Written exercise:
Print the records below exactly as they appear.

···

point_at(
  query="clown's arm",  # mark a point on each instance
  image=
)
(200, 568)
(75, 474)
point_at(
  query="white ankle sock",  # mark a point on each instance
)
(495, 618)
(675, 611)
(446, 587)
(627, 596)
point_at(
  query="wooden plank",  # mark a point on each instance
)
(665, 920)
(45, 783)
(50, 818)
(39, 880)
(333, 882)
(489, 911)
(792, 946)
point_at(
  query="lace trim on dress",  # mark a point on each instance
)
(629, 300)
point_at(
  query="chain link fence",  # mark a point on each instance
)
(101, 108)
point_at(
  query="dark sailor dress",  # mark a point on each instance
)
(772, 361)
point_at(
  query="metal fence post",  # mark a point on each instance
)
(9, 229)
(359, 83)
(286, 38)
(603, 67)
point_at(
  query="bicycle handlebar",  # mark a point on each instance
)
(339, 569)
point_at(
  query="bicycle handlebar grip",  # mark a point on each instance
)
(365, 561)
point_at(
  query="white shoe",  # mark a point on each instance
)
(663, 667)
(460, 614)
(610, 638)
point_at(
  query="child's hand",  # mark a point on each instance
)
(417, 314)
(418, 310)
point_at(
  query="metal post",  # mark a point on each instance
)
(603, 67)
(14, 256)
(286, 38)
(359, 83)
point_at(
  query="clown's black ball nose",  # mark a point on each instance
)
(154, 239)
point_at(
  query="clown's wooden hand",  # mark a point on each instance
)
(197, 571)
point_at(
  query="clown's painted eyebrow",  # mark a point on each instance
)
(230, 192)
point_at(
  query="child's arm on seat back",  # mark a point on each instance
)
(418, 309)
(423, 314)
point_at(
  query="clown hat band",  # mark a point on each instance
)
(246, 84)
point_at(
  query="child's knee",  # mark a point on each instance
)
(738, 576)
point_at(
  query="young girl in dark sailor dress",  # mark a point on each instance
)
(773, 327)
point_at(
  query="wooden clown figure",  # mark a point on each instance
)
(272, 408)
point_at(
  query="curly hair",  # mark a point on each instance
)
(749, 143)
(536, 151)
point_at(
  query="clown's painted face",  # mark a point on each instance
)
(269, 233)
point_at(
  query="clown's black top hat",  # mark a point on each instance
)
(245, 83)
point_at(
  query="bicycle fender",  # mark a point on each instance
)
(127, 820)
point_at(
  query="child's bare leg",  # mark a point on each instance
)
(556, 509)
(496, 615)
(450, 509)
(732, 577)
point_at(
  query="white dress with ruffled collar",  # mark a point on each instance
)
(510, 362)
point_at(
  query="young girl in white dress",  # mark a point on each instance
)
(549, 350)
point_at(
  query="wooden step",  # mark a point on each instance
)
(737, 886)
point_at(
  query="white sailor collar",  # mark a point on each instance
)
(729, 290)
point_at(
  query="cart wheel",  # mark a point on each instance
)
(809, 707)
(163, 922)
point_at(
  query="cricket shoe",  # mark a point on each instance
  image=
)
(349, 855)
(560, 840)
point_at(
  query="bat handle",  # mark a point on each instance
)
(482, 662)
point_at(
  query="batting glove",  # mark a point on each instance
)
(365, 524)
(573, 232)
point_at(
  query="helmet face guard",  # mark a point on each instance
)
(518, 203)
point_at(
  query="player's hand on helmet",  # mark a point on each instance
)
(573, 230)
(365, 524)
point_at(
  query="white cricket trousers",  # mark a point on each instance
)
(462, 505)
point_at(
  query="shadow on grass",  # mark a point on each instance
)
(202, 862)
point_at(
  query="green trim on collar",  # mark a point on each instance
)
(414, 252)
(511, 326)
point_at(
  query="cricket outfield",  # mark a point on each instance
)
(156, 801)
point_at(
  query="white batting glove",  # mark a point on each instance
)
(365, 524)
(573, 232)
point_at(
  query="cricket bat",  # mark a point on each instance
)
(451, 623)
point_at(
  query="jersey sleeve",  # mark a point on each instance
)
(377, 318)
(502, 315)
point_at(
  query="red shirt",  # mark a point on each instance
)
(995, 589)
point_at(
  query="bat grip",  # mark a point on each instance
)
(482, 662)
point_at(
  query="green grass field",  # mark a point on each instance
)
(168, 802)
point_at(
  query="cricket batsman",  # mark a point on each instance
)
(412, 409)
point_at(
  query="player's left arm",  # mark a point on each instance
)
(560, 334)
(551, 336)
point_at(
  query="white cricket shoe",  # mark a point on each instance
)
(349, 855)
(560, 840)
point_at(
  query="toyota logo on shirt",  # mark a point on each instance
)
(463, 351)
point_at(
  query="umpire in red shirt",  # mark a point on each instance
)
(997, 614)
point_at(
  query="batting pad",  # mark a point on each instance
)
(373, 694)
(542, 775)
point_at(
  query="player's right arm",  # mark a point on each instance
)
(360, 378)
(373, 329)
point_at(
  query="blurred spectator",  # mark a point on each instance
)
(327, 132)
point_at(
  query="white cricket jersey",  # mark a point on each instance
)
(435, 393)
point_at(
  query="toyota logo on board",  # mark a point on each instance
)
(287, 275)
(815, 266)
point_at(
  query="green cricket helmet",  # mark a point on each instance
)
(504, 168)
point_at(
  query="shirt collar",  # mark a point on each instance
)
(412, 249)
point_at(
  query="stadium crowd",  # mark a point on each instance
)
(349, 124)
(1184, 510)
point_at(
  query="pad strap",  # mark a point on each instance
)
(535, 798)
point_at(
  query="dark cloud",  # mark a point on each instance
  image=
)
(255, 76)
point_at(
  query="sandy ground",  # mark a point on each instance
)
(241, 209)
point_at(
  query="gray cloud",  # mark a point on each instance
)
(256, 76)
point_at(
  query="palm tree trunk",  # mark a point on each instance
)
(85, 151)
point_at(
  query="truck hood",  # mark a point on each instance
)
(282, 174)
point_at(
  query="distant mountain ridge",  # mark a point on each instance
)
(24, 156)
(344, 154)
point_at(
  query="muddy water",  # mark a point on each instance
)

···

Expected answer:
point_at(
  query="clown's arm",  # mark a point on each instance
  image=
)
(200, 568)
(75, 474)
point_at(
  query="white ankle sock",  # mark a point on each instance
)
(495, 618)
(675, 611)
(446, 587)
(627, 596)
point_at(
  query="wooden plank",  # mark a point on each instance
)
(665, 920)
(45, 783)
(50, 818)
(39, 880)
(333, 882)
(489, 911)
(792, 946)
point_at(
  query="lace trim on dress",  # mark a point on each instance
)
(629, 300)
point_at(
  query="chain link fence",  # mark a point on each instance
)
(101, 108)
point_at(
  query="dark sailor dress",  # mark a point on each instance
)
(772, 361)
point_at(
  query="metal fence post",  # mark a point on each instance
)
(9, 229)
(359, 83)
(286, 38)
(603, 67)
point_at(
  query="bicycle handlebar",  # mark a point on each instance
)
(339, 569)
point_at(
  query="bicycle handlebar grip",  # mark a point on each instance
)
(365, 561)
point_at(
  query="white shoe",  # mark a point on each instance
)
(663, 667)
(460, 614)
(610, 638)
point_at(
  query="child's hand",  # mark a point on each instance
)
(417, 314)
(418, 310)
point_at(
  query="metal post",  # mark a point on each instance
)
(603, 67)
(14, 256)
(286, 38)
(359, 83)
point_at(
  query="clown's black ball nose",  # mark a point on each instance
)
(154, 239)
point_at(
  query="clown's wooden hand",  # mark a point on each instance
)
(197, 571)
point_at(
  query="clown's painted eyebrow",  # mark a point on each instance
)
(230, 192)
point_at(
  query="child's arm on seat back",  # mark a point on each instance
)
(418, 309)
(423, 314)
point_at(
  query="clown hat band",  # mark a point on each instance
)
(246, 84)
point_at(
  query="child's knee",  # mark a point on each instance
)
(738, 576)
point_at(
  query="young girl in dark sailor dress",  # mark a point on each instance
)
(773, 327)
point_at(
  query="wooden clown figure",  # mark a point on each instance
)
(272, 408)
point_at(
  query="curly hair",  # mark a point on each instance
)
(749, 143)
(536, 151)
point_at(
  query="clown's painted face",  # mark a point on each instance
)
(269, 233)
point_at(
  query="clown's black top hat",  # mark a point on each instance
)
(245, 83)
point_at(
  query="bicycle fender",  # mark a point on each instance
)
(127, 820)
point_at(
  query="child's bare leg",  # mark a point on each instance
)
(556, 509)
(496, 615)
(450, 509)
(732, 577)
point_at(
  query="white dress with ruffled collar",  # mark a point on each instance
)
(510, 362)
point_at(
  query="young girl in white dress",  # mark a point on each instance
)
(549, 350)
point_at(
  query="wooden step",  # mark a point on each instance
)
(737, 886)
point_at(
  query="white sailor collar",  # mark a point on each instance
)
(729, 290)
point_at(
  query="cart wheel",  # mark a point on each instance
)
(809, 707)
(163, 922)
point_at(
  query="cricket shoe",  # mark a point on each instance
  image=
)
(349, 855)
(560, 840)
point_at(
  query="bat handle",  # mark a point on each instance
)
(482, 662)
point_at(
  query="batting glove",  # mark a point on each instance
)
(365, 524)
(573, 232)
point_at(
  query="helmet face guard",  # mark a point on each instance
)
(518, 203)
point_at(
  query="player's hand on helmet",  # mark a point on each instance
)
(573, 230)
(365, 524)
point_at(
  query="white cricket trousers",  # mark a point on each instance
)
(462, 505)
point_at(
  query="shadow on grass",  # mark a point on each instance
)
(202, 862)
point_at(
  query="green trim on collar",  # mark a point on each instance
)
(414, 252)
(511, 326)
point_at(
  query="cricket outfield",  # mark a point on each instance
)
(156, 801)
point_at(
  query="white batting glove",  # mark a point on each instance
)
(365, 524)
(573, 232)
point_at(
  query="cricket bat",  # mark a point on each instance
)
(451, 623)
point_at(
  query="jersey sleeve",  # mark a point on each instance
)
(377, 318)
(502, 315)
point_at(
  query="red shirt",  # mark a point on each instance
)
(995, 589)
point_at(
  query="bat grip",  # mark a point on each instance
)
(482, 662)
point_at(
  query="green grass field",  # mark a point on each instance
)
(168, 802)
point_at(
  query="cricket batsman",  # mark a point on each instance
)
(412, 409)
point_at(
  query="player's left arm",  # mark a point on each instance
)
(560, 334)
(551, 336)
point_at(
  query="white cricket shoe",  # mark a point on each instance
)
(349, 855)
(560, 840)
point_at(
  query="toyota logo on shirt",  # mark a point on each instance
)
(463, 351)
point_at(
  query="umpire in red shirt",  # mark a point on each instance
)
(997, 614)
point_at(
  query="batting pad",  # mark a point on each instance
)
(373, 694)
(542, 775)
point_at(
  query="player's right arm",  # mark a point on each instance
)
(360, 378)
(373, 329)
point_at(
  query="blurred spectator",  # mark a point on each instance
)
(327, 132)
point_at(
  query="white cricket jersey",  # mark a point on each instance
)
(435, 393)
point_at(
  query="toyota logo on board",  # mark a point on each instance
)
(287, 275)
(815, 266)
point_at(
  query="green cricket helmet",  # mark a point on each instance
)
(504, 168)
point_at(
  query="shirt collar",  # mark a point on each instance
)
(412, 249)
point_at(
  query="stadium crowd",  # mark a point on each instance
)
(349, 124)
(1184, 510)
point_at(
  query="pad strap",  # mark a point on each instance
)
(535, 798)
point_at(
  query="dark cloud",  # mark a point on each instance
  image=
)
(255, 76)
point_at(
  query="sandy ground",  # mark a point on each instance
)
(241, 209)
point_at(
  query="gray cloud",  # mark a point on each instance
)
(256, 76)
point_at(
  query="palm tree trunk",  # mark a point on each instance
)
(85, 151)
point_at(
  query="truck hood",  # mark a point on each instance
)
(282, 174)
point_at(
  query="distant mountain ridge",  # mark a point on each instance
)
(24, 156)
(344, 154)
point_at(
  query="muddy water",  # mark a point on each instance
)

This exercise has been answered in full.